Work in Progress: How We Designed Our First Virtual Summit

Here’s what we learned about organizing events and creating community in 2020.

This time last year, our entire creative discipline got together for two days at our headquarters in San Francisco for our first-ever Design Summit. Folks from all over the world flew in to meet fellow designers, listen to presentations and connect on a personal level. Coming out of that summit, we were excited about what we had taken part in, and how we might make it even better the following year. What we didn’t realize at the start of this year was that our lives and work would be forever changed due to a global pandemic. All the things we took for granted with an in-person event had to be rethought.

How might we bring that same excitement for coming together in person to a virtual experience?

It felt like a daunting task.

We started by forming a small working group of dedicated volunteers, and our first priority was to come up with a theme. A theme that everyone could get behind would help rally people and bring us together, even if it was just through our screens. We brainstormed a bunch of different ideas and ultimately settled on three main concepts: togetherness, change and empowerment. We then discussed what sort of tone we wanted for the summit. Similar ideas kept popping up: warmth, comfort, support, a break from the day to day, group therapy, a spa day.

[TASKS]
• a. In the virtual summit article, which three main concepts did the working group settle on for the theme?
• b. Pick up the virtual summit article after its final sentence and carry it on.
The items after this article stand apart from it.

[DATASET]
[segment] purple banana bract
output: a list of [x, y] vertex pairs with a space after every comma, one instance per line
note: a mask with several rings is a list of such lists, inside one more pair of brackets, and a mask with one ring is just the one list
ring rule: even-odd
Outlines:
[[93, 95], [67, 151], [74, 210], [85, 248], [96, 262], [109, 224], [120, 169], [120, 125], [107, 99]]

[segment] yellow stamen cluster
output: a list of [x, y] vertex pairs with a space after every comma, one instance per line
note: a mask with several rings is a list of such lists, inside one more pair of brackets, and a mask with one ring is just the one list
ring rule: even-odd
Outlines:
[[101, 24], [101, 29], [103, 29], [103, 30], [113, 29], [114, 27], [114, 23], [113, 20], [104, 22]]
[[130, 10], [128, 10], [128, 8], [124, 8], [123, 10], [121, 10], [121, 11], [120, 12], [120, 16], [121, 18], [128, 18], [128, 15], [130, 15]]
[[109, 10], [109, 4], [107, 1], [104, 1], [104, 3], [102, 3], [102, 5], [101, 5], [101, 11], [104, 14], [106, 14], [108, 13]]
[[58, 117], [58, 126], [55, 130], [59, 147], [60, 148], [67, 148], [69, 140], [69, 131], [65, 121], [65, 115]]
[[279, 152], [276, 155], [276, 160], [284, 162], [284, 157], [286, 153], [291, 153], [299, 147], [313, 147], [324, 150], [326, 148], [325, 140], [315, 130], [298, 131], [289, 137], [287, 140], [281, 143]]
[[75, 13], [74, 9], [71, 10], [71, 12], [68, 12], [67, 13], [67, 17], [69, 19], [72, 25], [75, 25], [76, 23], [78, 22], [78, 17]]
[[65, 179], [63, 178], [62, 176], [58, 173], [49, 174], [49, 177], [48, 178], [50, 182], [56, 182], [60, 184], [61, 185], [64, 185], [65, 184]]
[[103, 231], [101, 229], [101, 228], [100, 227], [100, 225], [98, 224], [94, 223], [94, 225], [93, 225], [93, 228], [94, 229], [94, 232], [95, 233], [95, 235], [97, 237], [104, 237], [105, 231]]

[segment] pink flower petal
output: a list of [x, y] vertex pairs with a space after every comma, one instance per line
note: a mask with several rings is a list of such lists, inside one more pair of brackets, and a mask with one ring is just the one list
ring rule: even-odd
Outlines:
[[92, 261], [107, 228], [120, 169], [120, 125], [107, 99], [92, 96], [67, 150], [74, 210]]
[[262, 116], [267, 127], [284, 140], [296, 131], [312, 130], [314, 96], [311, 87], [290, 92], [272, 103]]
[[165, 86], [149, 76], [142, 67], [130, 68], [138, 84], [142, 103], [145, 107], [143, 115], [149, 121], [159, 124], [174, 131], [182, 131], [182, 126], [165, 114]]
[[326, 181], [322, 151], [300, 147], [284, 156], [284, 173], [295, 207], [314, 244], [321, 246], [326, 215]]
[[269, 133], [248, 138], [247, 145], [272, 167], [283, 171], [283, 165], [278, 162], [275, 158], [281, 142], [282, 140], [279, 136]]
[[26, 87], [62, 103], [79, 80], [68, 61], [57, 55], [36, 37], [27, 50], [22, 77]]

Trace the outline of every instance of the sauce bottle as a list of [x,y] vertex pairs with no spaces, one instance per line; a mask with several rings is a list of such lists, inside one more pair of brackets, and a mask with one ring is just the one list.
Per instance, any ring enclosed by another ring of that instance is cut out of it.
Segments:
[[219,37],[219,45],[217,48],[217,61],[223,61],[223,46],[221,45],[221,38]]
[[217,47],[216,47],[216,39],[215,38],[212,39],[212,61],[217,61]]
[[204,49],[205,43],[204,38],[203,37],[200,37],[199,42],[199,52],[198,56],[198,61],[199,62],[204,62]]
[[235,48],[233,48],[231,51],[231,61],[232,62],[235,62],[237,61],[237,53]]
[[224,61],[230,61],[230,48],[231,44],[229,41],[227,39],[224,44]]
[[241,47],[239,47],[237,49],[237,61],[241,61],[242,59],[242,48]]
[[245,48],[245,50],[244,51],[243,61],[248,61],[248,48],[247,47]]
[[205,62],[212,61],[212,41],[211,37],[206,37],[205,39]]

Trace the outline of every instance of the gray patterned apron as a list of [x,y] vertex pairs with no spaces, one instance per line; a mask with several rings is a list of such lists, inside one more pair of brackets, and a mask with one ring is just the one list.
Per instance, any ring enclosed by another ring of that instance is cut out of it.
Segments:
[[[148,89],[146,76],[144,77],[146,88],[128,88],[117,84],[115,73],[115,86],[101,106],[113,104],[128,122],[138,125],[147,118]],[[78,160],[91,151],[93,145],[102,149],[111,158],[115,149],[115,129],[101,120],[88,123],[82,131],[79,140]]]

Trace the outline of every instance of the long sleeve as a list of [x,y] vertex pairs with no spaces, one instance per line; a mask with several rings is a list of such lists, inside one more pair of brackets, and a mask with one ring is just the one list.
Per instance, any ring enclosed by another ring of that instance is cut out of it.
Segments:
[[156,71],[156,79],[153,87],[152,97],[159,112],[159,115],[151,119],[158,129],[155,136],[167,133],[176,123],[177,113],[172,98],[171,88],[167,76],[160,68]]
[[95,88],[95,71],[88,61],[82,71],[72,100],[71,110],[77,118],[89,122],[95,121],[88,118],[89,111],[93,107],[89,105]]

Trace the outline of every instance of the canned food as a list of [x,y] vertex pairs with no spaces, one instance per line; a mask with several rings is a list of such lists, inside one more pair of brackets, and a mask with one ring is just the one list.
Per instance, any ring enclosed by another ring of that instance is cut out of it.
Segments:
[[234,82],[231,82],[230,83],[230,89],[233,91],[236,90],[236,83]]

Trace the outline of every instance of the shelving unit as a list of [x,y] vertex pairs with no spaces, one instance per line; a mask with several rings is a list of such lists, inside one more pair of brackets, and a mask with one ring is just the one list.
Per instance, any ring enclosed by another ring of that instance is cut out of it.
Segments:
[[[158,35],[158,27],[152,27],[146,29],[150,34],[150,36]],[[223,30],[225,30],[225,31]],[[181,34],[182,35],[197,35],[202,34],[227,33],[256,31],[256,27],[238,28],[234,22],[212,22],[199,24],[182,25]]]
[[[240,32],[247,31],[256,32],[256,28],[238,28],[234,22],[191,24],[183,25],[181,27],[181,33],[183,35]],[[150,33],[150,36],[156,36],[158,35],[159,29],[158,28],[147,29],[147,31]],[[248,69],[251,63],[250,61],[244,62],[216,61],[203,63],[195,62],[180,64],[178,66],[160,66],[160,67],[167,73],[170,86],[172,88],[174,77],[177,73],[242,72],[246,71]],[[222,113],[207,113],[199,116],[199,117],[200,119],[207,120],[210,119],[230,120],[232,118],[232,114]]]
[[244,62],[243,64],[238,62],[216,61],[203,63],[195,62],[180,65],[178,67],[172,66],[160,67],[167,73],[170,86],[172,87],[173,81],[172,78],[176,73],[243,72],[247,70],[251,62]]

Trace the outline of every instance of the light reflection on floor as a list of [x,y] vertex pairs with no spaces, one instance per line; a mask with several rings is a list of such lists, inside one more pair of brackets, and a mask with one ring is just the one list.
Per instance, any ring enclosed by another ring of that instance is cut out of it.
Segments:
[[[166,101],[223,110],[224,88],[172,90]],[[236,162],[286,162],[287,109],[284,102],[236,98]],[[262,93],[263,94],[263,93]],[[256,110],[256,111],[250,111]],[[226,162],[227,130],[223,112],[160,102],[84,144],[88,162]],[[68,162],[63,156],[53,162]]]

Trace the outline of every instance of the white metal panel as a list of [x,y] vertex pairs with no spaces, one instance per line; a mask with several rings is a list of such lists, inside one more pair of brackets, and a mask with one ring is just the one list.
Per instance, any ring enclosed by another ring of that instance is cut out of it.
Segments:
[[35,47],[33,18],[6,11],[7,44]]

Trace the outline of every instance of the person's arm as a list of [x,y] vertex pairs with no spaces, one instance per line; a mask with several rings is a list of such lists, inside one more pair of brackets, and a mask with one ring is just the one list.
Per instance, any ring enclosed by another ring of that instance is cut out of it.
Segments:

[TASK RESPONSES]
• a. Togetherness, change and empowerment.

• b.
Following the brainstorm, we enlisted the help of some writers at Square. They came up with a slew of phrases, which the working group talked through and voted on.

Ultimately, we landed on “Work in Progress”. This idea stemmed from common language that we all use in our professional lives. We often place the letters “WIP” in file names and documents to convey the idea that “we’re working on it”.

So much of this year has truly been a work in progress.

We’ve all been working on and through so much this year, not just at work but also at home with our personal lives and in the world in general. The theme felt perfect and fitting for our summit. It even became the mantra we ascribed to when things were not always on track.

Our designers started taking cues from the theme to inform the branding we were creating for the event, including our swag kit and website. We wanted both our swag and website to be functional yet unique. We designed a broadsheet that included content from our internal digital Design Handbook, and also included more timely elements like quotes from people about their experiences working during the pandemic. The broadsheet also had heavily designed spreads that doubled as posters in the hope that people would tear them out and hang them up at home. We also included a pair of slippers as a nod to the desire for comfort (like a spa day) and the reality that many of us wear slippers at home, all day, everyday.

Our website was functional yet playful with the schedule, speaker bios and an area for session recording links and slides as well as a header you could customize and little graphical Easter eggs.

With the actual scheduling of the summit, we looked at what other, bigger conferences and events had done, but alas, most were all the same. No one seemed to have come up with anything extraordinary. And perhaps that’s because in reality, there is no substitute for in-person interactions. We thought about scavenger hunts at seller locations, sending food items from different cities and meet-and-greet “watercooler” virtual sessions. Ultimately we settled on a few things:

  1. We spread out the content across an entire week to ease calendar burden with the hopes that everyone could attend more sessions.
  2. We brought to life our Company We Keep blog series with hosted panels so folks could get to know others around the company.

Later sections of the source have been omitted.